Problem description: Drop every picture, then transcribe the remaining data exactly.

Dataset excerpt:
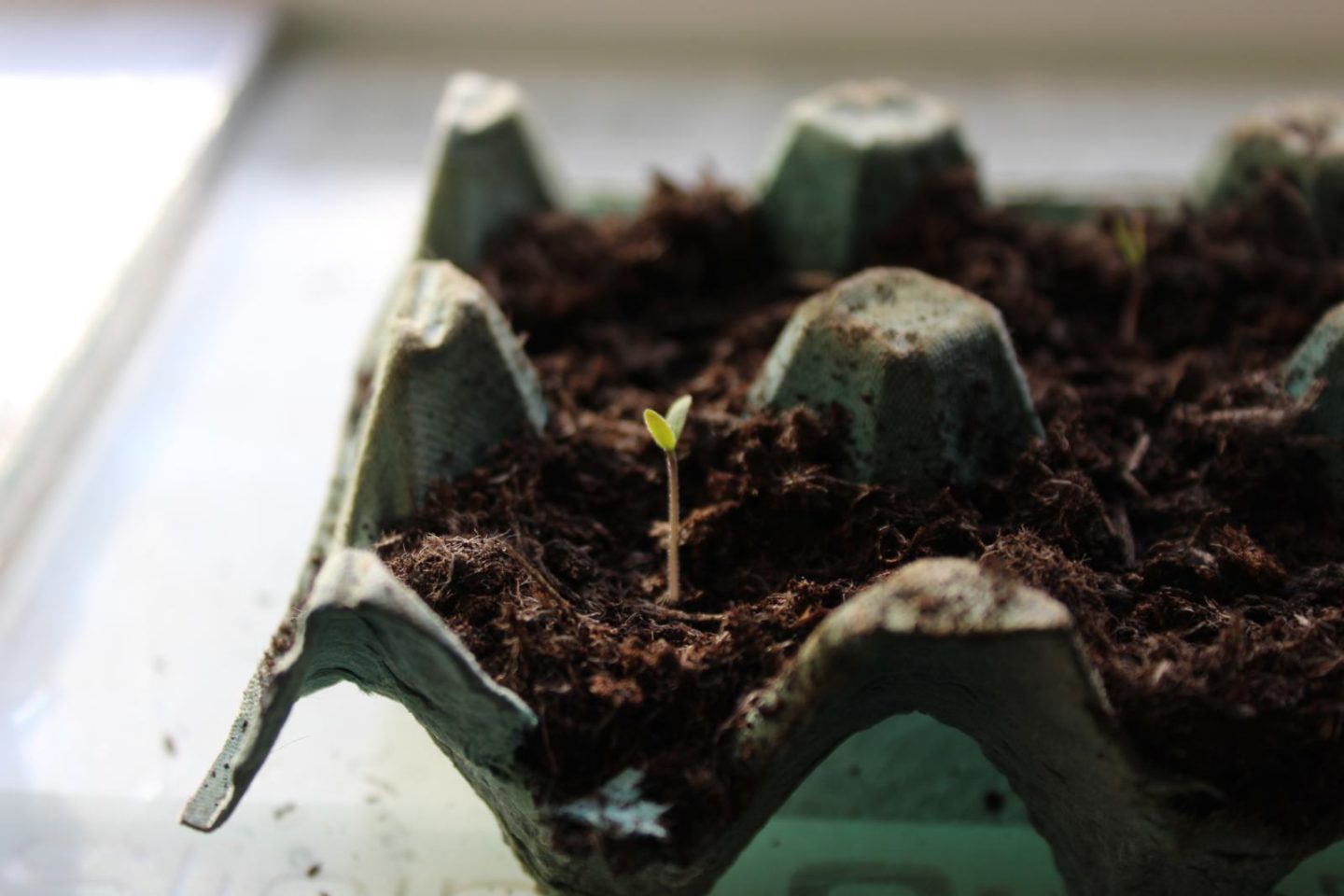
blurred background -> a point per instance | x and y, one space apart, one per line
201 208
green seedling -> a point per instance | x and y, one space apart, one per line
666 431
1130 238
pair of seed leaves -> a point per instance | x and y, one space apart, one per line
666 430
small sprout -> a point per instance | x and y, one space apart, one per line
1130 237
666 431
1129 232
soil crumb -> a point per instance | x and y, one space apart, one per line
1169 505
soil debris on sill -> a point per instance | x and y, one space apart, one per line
1169 507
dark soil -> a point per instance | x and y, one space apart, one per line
1169 507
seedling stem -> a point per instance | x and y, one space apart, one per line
665 433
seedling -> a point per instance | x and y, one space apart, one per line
1130 239
666 431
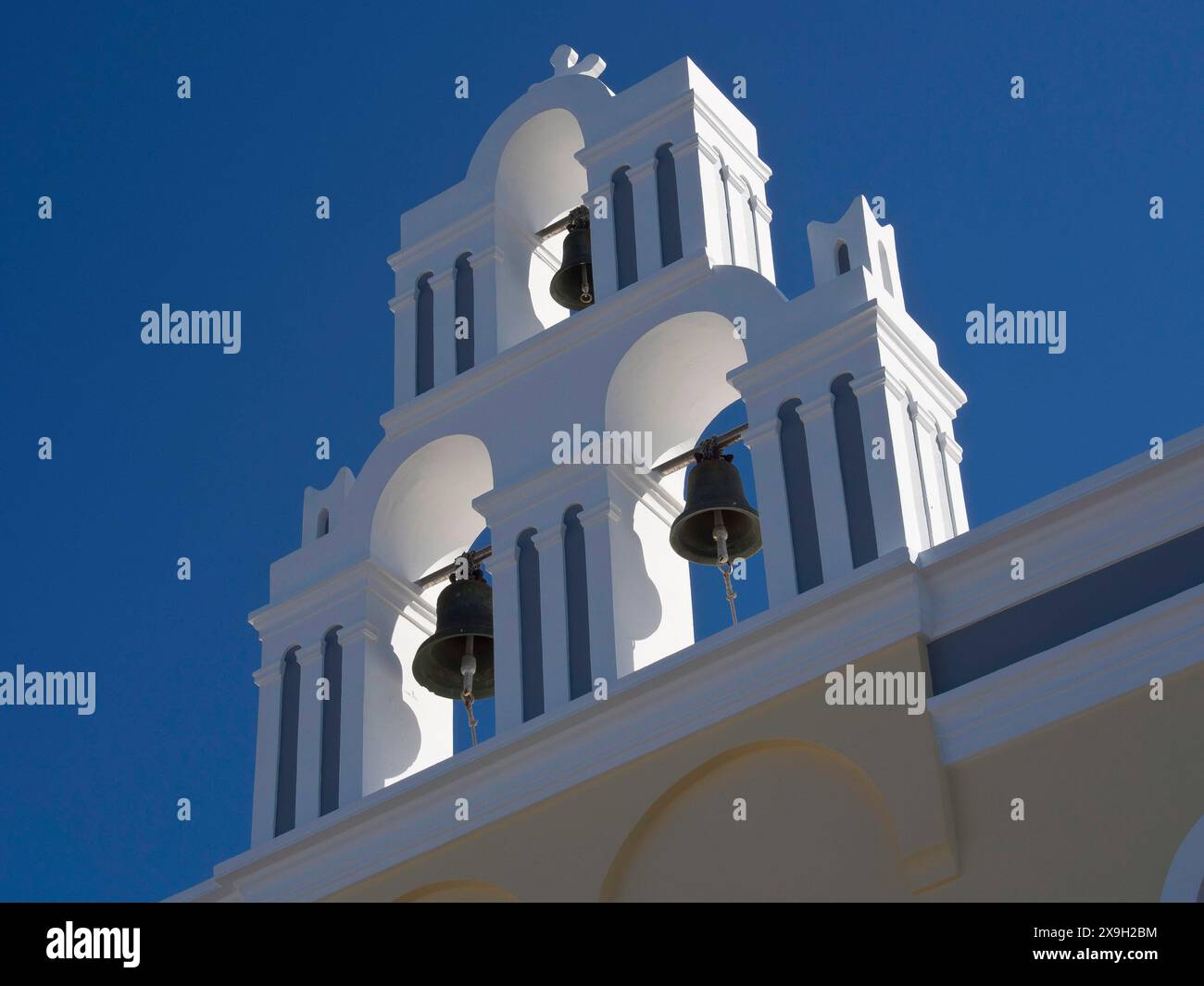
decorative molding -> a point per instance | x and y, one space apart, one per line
548 344
1063 680
408 256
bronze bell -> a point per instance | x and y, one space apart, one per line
458 655
572 285
714 499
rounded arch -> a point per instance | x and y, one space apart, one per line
538 180
673 381
424 516
814 826
588 100
458 892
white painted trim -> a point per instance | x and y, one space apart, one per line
1087 670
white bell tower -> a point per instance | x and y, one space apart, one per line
849 425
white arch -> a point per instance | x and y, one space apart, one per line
538 180
424 514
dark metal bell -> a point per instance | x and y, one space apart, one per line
714 484
572 285
464 610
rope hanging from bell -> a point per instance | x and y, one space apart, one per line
469 668
718 523
457 661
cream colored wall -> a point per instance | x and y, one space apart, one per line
851 803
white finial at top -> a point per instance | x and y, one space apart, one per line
564 63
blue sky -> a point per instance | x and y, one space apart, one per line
1040 204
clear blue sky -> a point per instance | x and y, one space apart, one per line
208 204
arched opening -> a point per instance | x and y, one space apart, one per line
422 520
851 449
707 593
670 387
538 181
287 761
842 256
577 605
885 267
667 205
796 468
484 709
624 211
424 335
465 345
332 721
530 626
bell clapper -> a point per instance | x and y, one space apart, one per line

Full solution:
blurred background -> a point per instance | x and y, one space apart, one per line
201 208
green seedling -> a point per instance | x and y, one space apart, one per line
666 431
1130 238
pair of seed leaves -> a point per instance | x and y, one space apart, one per line
666 430
small sprout -> a point per instance | x and y, one space apart, one per line
1130 237
666 431
1129 232
soil crumb -> a point per instance | x and y, one space apart, one per line
1169 505
soil debris on sill -> a point per instance | x and y, one space apart, one per line
1169 507
dark soil -> a point per instance | x and y, one space apart, one per line
1169 507
seedling stem -> a point per instance | x and y, one space apart, one per line
665 433
seedling -> a point per instance | x and y, one space apart, one per line
1130 239
666 431
decorative molding -> a point per instance | x and y, one space apart, one per line
548 344
1063 680
408 256
bronze bell -> a point per instance | x and y, one space apart, one per line
458 655
572 285
714 499
rounded arch -> a point per instance | x and y, one space apart, one per line
538 180
673 381
424 516
814 826
588 100
458 892
white painted trim -> a point per instance | x and y, one space apart, one per line
1087 670
white bell tower -> a point per instance | x and y, one space apart, one per line
849 425
white arch -> a point per instance | x and y, one space apart, one per line
538 180
424 514
dark metal bell -> a point per instance | x and y, one space apart, one per line
714 484
572 285
464 610
rope hanging from bell -> a point per instance | x and y, one space apart, one per line
469 668
718 523
457 661
cream colored wall -> a point per instance | x and y, one space apart, one per line
851 803
white finial at top -> a point per instance | x and y, one space apart, one per line
564 63
blue sky -> a point per instance | x and y, one space apart, one per line
1040 204
clear blue sky -> a point per instance | x and y, one space apart, one per line
208 204
arched opening -> a point per instance | x and y, one space apart, one per line
422 520
851 449
707 593
670 387
538 181
287 761
842 256
577 605
885 267
667 205
796 468
484 709
624 211
424 335
465 345
332 721
530 626
bell clapper -> a point per instance | x and y, one space apart, one per line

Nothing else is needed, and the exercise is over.